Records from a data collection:
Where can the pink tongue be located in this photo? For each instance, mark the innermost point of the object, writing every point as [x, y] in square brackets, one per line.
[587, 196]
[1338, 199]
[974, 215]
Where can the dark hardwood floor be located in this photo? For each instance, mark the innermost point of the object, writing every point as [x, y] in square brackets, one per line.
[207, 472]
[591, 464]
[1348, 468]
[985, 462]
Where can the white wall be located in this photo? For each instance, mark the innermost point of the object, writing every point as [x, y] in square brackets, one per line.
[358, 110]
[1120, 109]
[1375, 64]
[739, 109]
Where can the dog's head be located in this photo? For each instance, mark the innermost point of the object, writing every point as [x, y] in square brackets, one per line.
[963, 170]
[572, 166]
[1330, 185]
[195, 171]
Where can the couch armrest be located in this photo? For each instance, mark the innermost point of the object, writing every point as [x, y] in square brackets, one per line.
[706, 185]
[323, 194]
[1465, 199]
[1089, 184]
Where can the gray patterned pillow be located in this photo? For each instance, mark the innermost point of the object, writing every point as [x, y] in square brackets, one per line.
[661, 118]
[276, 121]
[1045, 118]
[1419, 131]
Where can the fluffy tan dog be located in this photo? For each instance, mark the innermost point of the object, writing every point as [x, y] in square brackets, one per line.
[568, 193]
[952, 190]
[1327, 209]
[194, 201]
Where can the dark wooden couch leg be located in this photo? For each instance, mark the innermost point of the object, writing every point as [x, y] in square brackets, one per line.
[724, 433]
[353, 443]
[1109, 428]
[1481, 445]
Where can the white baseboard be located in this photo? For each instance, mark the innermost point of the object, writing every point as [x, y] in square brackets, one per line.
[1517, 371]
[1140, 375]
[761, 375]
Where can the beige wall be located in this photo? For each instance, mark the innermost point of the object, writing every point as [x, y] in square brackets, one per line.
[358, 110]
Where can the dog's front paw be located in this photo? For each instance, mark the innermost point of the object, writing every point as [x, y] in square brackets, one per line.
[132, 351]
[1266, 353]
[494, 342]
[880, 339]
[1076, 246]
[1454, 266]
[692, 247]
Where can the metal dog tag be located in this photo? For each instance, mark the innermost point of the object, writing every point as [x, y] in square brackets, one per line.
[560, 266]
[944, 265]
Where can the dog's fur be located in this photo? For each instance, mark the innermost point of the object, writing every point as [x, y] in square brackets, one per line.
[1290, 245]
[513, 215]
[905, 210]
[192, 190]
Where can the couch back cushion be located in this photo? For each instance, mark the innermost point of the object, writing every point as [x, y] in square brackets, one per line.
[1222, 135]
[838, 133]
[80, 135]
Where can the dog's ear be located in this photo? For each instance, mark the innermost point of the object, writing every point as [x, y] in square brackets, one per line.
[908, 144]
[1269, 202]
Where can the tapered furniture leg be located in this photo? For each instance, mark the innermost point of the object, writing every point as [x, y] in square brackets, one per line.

WORK TO COMPLETE: Set the data down again in full, exactly as given.

RESULT OF THE EXERCISE:
Where can the pink tongue be located in this photo? For each instance, mark the innermost point of the object, writing every point as [x, y] in square brackets, one per line.
[587, 196]
[1338, 199]
[974, 215]
Where can the dark hardwood floor be located in this photo? For each instance, mark the innermost point of the object, writing every point as [x, y] in square brackets, one per line.
[207, 472]
[591, 464]
[1348, 468]
[985, 462]
Where can the white wall be located in this photo? For each instance, mark the innermost point of the object, writing every point as [x, y] in square brackets, one per line.
[358, 110]
[1120, 109]
[1375, 64]
[739, 109]
Where can the dog's head be located in this photo? For each instance, mark the innermost point of the object, writing every point as [x, y] in square brackets, one per line.
[963, 170]
[572, 166]
[1330, 185]
[195, 171]
Where can the couch armrest be located in this photo? For each instance, mark the innermost point of the object, writing every point as [x, y] in square brackets, one per line.
[706, 185]
[323, 194]
[1465, 199]
[1089, 184]
Where can the gray patterned pillow be located in this photo? For each instance, mark the innermost point of the object, writing every point as [x, y] in square brackets, one per line.
[661, 118]
[276, 121]
[1045, 118]
[1419, 131]
Where can the fluffy tan dog be located in this photo? For each instance, mark the innermost point of the object, writing every point as [x, y] in square brackets, one per line.
[568, 193]
[952, 190]
[1327, 209]
[194, 201]
Where can the dark wooden couch leg be located in this photo? For each instance, mark the innermost point of the object, writing every point as [x, y] in square brackets, one per line.
[724, 433]
[353, 443]
[1109, 428]
[1481, 445]
Where can the white baseboard be located in this photo? For each instance, mark the innermost point of the object, writing every point as [x, y] in square brackets, one per line.
[1517, 371]
[1140, 375]
[761, 375]
Where can the beige wall be located in this photo? For each instance, mark the innermost point of the object, writing every point as [x, y] in square brackets, one per line.
[358, 110]
Where can the dog's front paw be located in this photo? For each instance, mark the innermost point of the object, writing every point as [x, y] in square brackets, one per line.
[132, 351]
[1266, 353]
[494, 342]
[880, 339]
[1076, 246]
[1454, 266]
[692, 247]
Where can the metal dog tag be located in this photo? For each instance, mark the innermost point of the object, writing every point as [x, y] in square brackets, one per line.
[560, 266]
[944, 265]
Where can the dog's fur be located in this photo? For each instance, mark the innermost point of the object, writing every point as [x, y] in square brackets, one per line.
[1290, 245]
[513, 215]
[905, 210]
[192, 190]
Where can the couch back cushion be located in this photo? For each instance, mark the innermost point of the object, writing every point as [x, y] in square brackets, one per line.
[1222, 135]
[838, 133]
[80, 135]
Where can the dog's ear be located in this photo? For each instance, mark the innermost point of the object, writing every point as [x, y] in square brackets, one per line.
[908, 144]
[1269, 202]
Where can the tapered furniture leg be located in this photo? For each instance, mark the innermost point of the object, writing every point as [x, y] in square brackets, one per line.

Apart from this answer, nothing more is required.